*Exercise prompt:* Repeat the stretch of items from the line containing "Where can the stone church" through the line containing "Where can the row", keeping both of those lines and nothing outside them.

[Source data]
--- --- ---
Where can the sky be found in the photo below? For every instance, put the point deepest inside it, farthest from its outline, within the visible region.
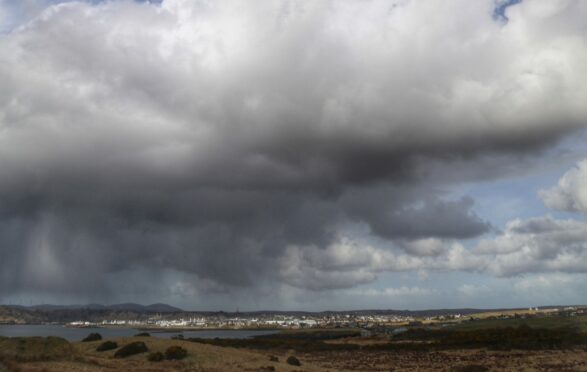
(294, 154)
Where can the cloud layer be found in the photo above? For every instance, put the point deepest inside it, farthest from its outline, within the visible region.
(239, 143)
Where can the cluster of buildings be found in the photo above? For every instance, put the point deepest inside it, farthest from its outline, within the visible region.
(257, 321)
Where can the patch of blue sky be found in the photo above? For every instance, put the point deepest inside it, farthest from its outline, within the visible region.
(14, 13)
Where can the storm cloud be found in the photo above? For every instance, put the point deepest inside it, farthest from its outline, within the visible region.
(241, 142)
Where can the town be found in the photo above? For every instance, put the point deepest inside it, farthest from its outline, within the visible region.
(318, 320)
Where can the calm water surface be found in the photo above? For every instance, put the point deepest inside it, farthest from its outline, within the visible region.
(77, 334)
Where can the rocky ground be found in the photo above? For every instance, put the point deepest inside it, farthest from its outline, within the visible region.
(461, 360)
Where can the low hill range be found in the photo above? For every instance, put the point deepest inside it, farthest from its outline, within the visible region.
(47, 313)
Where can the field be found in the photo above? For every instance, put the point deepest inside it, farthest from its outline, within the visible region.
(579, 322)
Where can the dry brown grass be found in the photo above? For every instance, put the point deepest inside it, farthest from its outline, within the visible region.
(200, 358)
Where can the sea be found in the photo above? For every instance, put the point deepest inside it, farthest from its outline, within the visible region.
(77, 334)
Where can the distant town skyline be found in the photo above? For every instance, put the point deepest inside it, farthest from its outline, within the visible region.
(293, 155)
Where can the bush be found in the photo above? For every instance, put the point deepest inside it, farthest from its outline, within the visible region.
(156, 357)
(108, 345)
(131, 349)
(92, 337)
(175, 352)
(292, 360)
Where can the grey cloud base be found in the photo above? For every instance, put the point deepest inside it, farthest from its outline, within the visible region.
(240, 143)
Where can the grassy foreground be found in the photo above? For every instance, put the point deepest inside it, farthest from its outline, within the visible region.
--- --- ---
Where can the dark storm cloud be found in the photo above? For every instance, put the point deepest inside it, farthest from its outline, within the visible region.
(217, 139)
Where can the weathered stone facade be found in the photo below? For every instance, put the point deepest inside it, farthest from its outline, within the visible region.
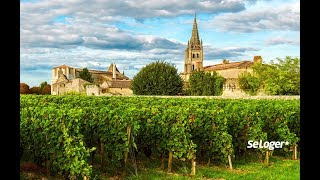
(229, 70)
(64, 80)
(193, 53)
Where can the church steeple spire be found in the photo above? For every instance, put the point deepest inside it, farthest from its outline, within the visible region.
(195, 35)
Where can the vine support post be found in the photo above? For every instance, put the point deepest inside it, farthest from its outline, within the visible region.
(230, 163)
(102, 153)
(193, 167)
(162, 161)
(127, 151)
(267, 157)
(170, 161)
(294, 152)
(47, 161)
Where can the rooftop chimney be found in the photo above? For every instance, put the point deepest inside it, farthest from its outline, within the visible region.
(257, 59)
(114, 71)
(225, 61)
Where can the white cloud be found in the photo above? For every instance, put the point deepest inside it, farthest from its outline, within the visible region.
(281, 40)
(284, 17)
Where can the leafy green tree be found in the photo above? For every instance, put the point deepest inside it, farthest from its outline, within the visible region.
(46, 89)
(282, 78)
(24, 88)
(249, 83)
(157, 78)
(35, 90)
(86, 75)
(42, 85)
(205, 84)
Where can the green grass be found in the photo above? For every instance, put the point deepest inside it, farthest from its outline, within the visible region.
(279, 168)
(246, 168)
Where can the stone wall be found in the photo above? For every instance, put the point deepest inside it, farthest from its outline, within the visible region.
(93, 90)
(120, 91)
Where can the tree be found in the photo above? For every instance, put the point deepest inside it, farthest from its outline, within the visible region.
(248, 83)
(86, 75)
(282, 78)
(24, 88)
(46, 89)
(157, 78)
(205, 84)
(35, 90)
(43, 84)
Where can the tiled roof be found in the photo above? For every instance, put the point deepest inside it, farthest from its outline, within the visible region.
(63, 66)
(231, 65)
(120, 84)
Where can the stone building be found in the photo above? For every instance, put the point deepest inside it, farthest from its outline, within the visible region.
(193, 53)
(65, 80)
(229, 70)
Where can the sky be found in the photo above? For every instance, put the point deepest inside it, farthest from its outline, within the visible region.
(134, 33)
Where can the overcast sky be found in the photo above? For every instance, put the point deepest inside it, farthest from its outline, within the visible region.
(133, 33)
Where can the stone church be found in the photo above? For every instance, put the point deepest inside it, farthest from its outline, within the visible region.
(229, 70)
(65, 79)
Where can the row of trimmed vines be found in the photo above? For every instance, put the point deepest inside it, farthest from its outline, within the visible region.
--- --- ---
*Task response:*
Where can the stone church be found in the photo above? For every instance, put the point deepest inside it, farthest from its outline, within the visible region.
(229, 70)
(65, 79)
Where can the row of trimmed vines be found in the photo above? For every instance, put the point deepest inside it, farthest from its outline, within the visible region.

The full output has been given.